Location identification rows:
_ _ _ _

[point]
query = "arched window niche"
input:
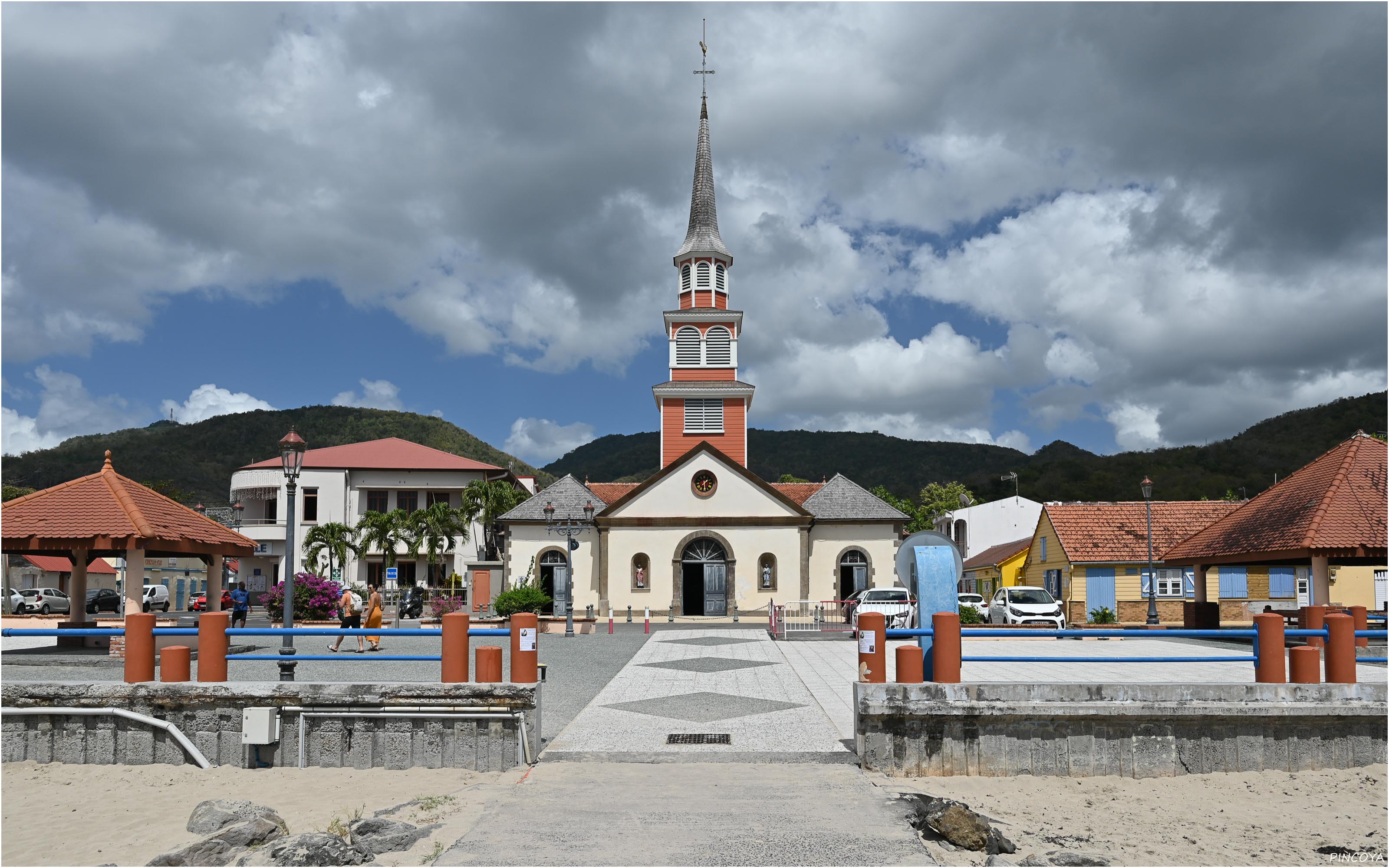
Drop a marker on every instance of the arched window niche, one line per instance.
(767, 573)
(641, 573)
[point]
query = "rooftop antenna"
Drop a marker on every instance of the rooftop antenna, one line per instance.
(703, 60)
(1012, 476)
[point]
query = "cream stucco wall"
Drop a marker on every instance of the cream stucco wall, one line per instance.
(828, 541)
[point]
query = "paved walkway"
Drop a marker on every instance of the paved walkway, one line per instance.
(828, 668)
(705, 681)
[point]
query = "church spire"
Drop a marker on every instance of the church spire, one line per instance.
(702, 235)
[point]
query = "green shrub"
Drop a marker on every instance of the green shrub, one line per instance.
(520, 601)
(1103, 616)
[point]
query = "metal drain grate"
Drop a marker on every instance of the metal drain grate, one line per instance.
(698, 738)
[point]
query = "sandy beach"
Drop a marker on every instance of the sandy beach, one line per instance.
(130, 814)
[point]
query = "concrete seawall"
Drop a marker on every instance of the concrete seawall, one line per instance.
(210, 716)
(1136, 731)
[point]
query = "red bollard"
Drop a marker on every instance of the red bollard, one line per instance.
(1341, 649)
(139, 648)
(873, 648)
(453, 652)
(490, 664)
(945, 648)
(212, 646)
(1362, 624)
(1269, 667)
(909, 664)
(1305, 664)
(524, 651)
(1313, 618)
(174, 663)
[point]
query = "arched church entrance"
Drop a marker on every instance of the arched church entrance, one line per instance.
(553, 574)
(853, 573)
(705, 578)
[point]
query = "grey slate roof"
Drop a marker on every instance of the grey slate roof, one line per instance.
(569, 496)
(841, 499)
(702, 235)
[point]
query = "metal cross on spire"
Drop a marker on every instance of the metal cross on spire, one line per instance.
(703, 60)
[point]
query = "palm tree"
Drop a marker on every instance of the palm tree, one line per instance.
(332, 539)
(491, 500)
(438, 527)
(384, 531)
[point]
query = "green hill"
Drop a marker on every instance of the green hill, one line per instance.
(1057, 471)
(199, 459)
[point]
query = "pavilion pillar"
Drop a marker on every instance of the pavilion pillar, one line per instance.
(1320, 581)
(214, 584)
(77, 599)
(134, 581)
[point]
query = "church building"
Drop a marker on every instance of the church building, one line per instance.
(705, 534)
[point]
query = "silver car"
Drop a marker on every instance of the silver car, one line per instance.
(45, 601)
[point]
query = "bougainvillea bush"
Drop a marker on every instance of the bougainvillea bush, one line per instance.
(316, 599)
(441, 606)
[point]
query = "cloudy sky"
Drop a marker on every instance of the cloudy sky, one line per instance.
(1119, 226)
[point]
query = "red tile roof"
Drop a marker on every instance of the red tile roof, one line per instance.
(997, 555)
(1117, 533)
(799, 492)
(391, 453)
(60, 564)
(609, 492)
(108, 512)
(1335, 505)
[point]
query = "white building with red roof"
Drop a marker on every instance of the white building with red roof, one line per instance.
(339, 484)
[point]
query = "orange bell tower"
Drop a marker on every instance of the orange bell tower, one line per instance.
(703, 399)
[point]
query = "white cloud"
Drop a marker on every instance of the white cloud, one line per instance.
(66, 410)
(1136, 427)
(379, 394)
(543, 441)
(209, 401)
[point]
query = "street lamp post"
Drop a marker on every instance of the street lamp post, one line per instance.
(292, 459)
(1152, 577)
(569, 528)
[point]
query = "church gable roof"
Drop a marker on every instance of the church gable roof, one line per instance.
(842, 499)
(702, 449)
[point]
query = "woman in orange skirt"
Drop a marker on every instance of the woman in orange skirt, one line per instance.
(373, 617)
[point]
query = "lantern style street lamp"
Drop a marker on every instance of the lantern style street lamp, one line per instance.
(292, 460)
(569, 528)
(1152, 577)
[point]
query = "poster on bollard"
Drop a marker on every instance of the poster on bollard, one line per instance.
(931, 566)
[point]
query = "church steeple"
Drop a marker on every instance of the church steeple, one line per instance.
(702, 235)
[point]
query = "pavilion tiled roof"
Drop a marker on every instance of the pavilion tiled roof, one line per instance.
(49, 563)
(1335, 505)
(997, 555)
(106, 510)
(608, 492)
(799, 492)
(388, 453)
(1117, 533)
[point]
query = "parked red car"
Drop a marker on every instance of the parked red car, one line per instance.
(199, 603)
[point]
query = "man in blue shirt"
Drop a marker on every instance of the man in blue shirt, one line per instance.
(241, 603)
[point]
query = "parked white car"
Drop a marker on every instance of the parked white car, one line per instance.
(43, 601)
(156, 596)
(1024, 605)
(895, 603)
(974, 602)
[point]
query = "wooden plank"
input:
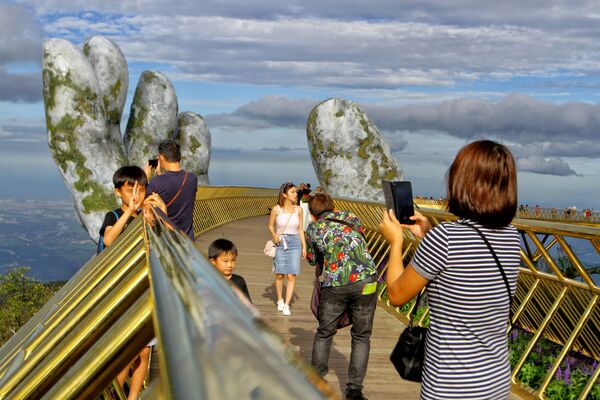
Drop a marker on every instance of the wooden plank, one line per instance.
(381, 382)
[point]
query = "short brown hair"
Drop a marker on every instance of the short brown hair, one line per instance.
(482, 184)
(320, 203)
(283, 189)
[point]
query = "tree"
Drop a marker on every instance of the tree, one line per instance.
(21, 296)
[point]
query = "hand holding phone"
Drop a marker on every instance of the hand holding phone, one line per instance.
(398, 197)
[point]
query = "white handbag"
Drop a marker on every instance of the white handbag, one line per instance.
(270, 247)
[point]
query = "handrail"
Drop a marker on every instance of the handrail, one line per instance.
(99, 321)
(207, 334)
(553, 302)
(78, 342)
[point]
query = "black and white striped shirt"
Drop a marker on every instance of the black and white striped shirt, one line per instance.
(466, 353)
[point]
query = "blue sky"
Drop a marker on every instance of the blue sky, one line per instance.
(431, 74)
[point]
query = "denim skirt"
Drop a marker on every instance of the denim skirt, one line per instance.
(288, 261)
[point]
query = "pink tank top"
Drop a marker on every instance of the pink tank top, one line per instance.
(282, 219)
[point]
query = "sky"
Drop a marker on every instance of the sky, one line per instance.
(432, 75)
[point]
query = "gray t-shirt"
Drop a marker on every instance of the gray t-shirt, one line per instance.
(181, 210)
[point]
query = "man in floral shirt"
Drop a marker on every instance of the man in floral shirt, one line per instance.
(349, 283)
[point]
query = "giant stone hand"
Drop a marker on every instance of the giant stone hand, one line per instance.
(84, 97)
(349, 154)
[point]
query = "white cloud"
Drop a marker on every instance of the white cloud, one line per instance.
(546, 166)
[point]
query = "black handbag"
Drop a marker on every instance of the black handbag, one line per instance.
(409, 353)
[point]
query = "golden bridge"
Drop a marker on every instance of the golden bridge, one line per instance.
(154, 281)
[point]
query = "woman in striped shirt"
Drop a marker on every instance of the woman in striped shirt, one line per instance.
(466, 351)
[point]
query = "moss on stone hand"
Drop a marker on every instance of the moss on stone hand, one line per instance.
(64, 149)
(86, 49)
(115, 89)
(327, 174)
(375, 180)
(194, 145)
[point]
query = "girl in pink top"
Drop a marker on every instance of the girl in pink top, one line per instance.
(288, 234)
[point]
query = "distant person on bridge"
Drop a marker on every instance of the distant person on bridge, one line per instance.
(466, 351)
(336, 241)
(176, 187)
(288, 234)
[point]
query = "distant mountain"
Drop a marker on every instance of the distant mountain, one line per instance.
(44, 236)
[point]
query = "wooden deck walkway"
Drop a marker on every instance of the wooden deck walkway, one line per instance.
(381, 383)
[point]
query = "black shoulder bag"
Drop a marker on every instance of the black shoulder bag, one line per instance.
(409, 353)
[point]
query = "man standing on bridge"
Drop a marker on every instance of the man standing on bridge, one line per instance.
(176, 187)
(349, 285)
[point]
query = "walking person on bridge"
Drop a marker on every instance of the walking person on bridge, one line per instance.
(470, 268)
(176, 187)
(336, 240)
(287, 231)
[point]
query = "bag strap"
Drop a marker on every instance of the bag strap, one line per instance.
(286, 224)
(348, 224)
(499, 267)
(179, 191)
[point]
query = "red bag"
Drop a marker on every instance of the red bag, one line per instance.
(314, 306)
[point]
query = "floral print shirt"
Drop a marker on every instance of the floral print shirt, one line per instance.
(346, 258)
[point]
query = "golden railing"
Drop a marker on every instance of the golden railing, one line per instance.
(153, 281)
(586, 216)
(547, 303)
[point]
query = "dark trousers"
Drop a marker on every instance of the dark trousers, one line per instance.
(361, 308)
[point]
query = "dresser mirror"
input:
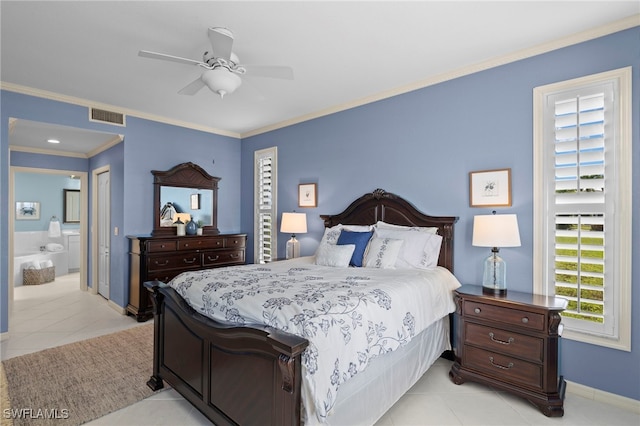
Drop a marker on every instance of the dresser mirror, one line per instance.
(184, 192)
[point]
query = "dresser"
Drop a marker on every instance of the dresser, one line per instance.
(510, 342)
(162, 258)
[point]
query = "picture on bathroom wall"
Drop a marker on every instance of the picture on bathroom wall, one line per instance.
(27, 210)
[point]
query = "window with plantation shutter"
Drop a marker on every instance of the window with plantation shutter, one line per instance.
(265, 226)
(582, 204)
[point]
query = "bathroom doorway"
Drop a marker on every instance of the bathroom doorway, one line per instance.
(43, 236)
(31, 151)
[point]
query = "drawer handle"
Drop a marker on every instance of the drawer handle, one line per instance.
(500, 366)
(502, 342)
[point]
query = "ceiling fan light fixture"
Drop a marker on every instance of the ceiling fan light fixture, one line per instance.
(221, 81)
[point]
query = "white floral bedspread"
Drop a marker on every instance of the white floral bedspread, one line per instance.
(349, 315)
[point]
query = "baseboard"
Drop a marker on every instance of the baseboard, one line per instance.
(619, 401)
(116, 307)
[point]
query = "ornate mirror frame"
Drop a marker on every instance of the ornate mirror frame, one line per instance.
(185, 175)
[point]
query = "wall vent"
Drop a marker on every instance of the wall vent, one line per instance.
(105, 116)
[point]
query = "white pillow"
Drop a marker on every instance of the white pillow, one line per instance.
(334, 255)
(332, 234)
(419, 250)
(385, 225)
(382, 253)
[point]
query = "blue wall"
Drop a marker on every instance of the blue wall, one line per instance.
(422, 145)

_ _ _ _

Objective >> Copy the rows verbatim from their first line through the line containing "(1136, 731)", including both ends. Omit the pictures from your answer.

Output >>
[point]
query = "arched window niche"
input:
Drop a marker on every instance of the arched window niche, one line per instance.
(767, 573)
(641, 573)
[point]
query = "rooftop antenna"
Drop a marker on every instance of the rooftop antenna, one line per instance.
(703, 60)
(1012, 476)
[point]
query = "cream stucco wall"
Drop a marker on every instance of the cream stucco wall, one line per instance.
(828, 541)
[point]
query = "paved walkway"
Drop a marker on every instance of the paved walkway, one line per instance.
(828, 668)
(705, 681)
[point]
query = "church spire"
Drop a marker on every instance of the church spire, one line per instance.
(702, 235)
[point]
query = "green shrub"
Drop a marker on every instance of the green shrub, one line per instance.
(520, 601)
(1103, 616)
[point]
query = "metal drain grate"
Drop a marker on every instance of the metal drain grate, one line per instance.
(698, 738)
[point]
query = "sandy beach"
Drop a marker on every instance of the sandy beach, one line per instance.
(130, 814)
[point]
query = "concrete seawall"
Drop a marker on every instance of the concrete seawall, one line per instance.
(210, 716)
(1136, 731)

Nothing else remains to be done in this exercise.